* _Task description_: The output should be the records themselves, given again exactly.

--- Data to examine ---

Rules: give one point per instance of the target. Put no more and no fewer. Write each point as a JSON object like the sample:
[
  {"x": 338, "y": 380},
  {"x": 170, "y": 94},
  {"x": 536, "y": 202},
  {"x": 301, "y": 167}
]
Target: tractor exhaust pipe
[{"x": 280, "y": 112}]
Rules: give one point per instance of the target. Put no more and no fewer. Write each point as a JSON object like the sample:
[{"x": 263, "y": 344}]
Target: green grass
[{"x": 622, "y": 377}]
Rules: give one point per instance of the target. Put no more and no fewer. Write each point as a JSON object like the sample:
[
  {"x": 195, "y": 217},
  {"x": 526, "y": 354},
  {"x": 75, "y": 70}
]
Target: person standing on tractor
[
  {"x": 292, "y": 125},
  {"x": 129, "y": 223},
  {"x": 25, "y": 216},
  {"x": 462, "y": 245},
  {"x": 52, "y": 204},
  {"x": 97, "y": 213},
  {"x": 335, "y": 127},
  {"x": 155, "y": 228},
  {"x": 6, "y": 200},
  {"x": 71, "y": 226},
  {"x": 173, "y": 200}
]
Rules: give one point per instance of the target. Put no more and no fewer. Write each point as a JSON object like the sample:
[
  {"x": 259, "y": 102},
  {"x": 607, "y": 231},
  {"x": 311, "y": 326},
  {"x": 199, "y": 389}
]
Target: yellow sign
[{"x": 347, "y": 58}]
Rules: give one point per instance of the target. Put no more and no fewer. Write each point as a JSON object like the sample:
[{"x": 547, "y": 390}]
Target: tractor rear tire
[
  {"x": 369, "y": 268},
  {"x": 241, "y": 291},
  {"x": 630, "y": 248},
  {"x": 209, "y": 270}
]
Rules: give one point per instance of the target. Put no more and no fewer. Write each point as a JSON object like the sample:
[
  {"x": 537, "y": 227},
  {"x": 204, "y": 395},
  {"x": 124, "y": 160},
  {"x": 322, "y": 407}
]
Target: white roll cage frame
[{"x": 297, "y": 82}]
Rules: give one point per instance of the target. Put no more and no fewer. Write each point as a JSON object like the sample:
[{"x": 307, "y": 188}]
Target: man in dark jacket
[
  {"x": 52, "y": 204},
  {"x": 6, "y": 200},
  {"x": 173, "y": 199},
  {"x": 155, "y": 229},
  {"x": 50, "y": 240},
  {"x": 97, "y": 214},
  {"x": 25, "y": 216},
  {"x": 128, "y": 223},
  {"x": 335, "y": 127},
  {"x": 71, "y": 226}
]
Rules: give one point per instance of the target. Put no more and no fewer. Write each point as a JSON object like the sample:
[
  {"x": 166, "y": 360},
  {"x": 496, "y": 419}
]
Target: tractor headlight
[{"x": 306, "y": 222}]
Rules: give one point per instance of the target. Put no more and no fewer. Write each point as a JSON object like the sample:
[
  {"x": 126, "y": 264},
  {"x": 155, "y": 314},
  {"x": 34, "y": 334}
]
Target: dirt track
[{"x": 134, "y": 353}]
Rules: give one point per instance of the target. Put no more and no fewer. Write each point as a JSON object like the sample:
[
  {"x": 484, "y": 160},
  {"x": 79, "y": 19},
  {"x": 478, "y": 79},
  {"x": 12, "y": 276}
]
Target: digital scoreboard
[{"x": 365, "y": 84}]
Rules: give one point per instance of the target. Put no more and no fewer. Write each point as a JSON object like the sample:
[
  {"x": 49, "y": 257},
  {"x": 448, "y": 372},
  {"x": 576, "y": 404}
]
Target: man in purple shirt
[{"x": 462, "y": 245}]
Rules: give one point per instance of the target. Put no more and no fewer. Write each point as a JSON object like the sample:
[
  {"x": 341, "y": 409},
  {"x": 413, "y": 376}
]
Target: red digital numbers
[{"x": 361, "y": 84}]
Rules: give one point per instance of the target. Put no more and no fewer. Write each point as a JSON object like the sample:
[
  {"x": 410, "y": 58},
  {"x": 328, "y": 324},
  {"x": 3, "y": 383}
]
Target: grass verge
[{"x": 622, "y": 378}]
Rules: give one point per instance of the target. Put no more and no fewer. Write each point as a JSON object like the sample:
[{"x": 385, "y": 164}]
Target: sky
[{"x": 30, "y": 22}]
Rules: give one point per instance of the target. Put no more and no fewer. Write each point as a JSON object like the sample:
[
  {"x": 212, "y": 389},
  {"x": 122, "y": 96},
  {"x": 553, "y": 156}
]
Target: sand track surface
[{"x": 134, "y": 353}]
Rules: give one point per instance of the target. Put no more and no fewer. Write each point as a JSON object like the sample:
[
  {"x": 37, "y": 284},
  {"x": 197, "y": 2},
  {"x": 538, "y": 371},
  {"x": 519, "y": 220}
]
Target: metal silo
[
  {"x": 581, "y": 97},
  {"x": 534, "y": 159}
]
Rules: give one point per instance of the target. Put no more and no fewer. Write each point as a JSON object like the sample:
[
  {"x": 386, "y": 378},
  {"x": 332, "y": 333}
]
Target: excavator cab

---

* _Exercise response_:
Rules: give one point per instance of the target. Put no more and no fewer. Write each point as a JSON object like the sample:
[
  {"x": 338, "y": 380},
  {"x": 170, "y": 94},
  {"x": 536, "y": 202},
  {"x": 301, "y": 167}
]
Target: tractor exhaust pipe
[{"x": 280, "y": 112}]
Rules: give one point per instance of the target. Put no more and no fewer. Write each point as a JSON object like the sample:
[{"x": 263, "y": 344}]
Target: green grass
[{"x": 622, "y": 377}]
Rules: give one point per instance of the target. Put no more and no fewer. Write each point as a JSON object like the sample:
[
  {"x": 195, "y": 217},
  {"x": 526, "y": 354},
  {"x": 75, "y": 70}
]
Target: person standing on tractor
[
  {"x": 292, "y": 125},
  {"x": 129, "y": 223},
  {"x": 25, "y": 216},
  {"x": 462, "y": 245},
  {"x": 52, "y": 204},
  {"x": 97, "y": 213},
  {"x": 335, "y": 127},
  {"x": 155, "y": 228},
  {"x": 6, "y": 200},
  {"x": 71, "y": 226},
  {"x": 173, "y": 200}
]
Rules: give one point per instance of the target. Put no more and no fewer. Write each point as a JSON object like the sample:
[
  {"x": 259, "y": 102},
  {"x": 607, "y": 231},
  {"x": 311, "y": 326},
  {"x": 199, "y": 389}
]
Target: yellow sign
[{"x": 347, "y": 58}]
Rules: give one point per instance of the target. Put no more and no fewer. Write each point as a JSON object like the sample:
[{"x": 547, "y": 390}]
Target: tractor rear tire
[
  {"x": 369, "y": 268},
  {"x": 241, "y": 291},
  {"x": 630, "y": 248},
  {"x": 209, "y": 270}
]
Rules: give one point per instance of the target. Put no more and no fewer. Write each point as a JSON object like the sample:
[
  {"x": 537, "y": 227},
  {"x": 204, "y": 395},
  {"x": 124, "y": 160},
  {"x": 322, "y": 407}
]
Target: white roll cage frame
[{"x": 297, "y": 82}]
Rules: give one point per instance of the target. Put no more and no fewer. Write each point as a JSON object like the sample:
[{"x": 307, "y": 188}]
Target: man in dark jacket
[
  {"x": 52, "y": 204},
  {"x": 6, "y": 200},
  {"x": 173, "y": 199},
  {"x": 155, "y": 229},
  {"x": 50, "y": 240},
  {"x": 97, "y": 214},
  {"x": 25, "y": 216},
  {"x": 128, "y": 223},
  {"x": 335, "y": 127},
  {"x": 71, "y": 226}
]
Rules: give one point per instance of the target. Put no more and no fewer. Write each point as a JSON object like the sample:
[
  {"x": 166, "y": 360},
  {"x": 496, "y": 419}
]
Target: tractor headlight
[{"x": 306, "y": 222}]
Rules: give one point per instance of the target. Put no more and no fewer. Write each point as a JSON object like the sample:
[
  {"x": 126, "y": 264},
  {"x": 155, "y": 314},
  {"x": 34, "y": 334}
]
Target: dirt track
[{"x": 134, "y": 353}]
Rules: give one point per instance of the target. Put no more and no fewer. Write each point as a JSON object like the sample:
[
  {"x": 484, "y": 160},
  {"x": 79, "y": 19},
  {"x": 478, "y": 79},
  {"x": 12, "y": 276}
]
Target: digital scoreboard
[{"x": 365, "y": 84}]
Rules: give one point per instance of the target. Put no more and no fewer. Write each point as a JSON object like the sample:
[
  {"x": 49, "y": 257},
  {"x": 448, "y": 372},
  {"x": 576, "y": 404}
]
Target: man in purple shirt
[{"x": 462, "y": 245}]
Rules: give one point per instance of the target. Put no more and no fewer. Write each point as a JSON object like the sample:
[
  {"x": 341, "y": 409},
  {"x": 413, "y": 376}
]
Target: red digital numbers
[{"x": 361, "y": 84}]
Rules: give one point per instance of the target. Put no more and no fewer. Write each point as a JSON object like the sample:
[
  {"x": 410, "y": 58},
  {"x": 328, "y": 324},
  {"x": 3, "y": 383}
]
Target: grass verge
[{"x": 622, "y": 378}]
Rules: give one point per instance of the target. Put no more and no fewer. Write each point as a JSON object like the sample:
[{"x": 385, "y": 164}]
Target: sky
[{"x": 30, "y": 22}]
Rules: give one point per instance of the target. Put no more and no fewer. Write each point as a JSON object like the sample:
[
  {"x": 212, "y": 389},
  {"x": 122, "y": 96},
  {"x": 553, "y": 156}
]
Target: sand track surface
[{"x": 134, "y": 353}]
Rules: give one point per instance of the target. Put no more and no fewer. Write each point as a JSON object like the sample:
[
  {"x": 37, "y": 284},
  {"x": 197, "y": 2},
  {"x": 538, "y": 371},
  {"x": 519, "y": 220}
]
Target: metal silo
[
  {"x": 581, "y": 97},
  {"x": 534, "y": 159}
]
Rules: give one point per instance of the target. Put no more and no fewer. Write each point as a JSON object like the sample:
[
  {"x": 386, "y": 378},
  {"x": 332, "y": 333}
]
Target: excavator cab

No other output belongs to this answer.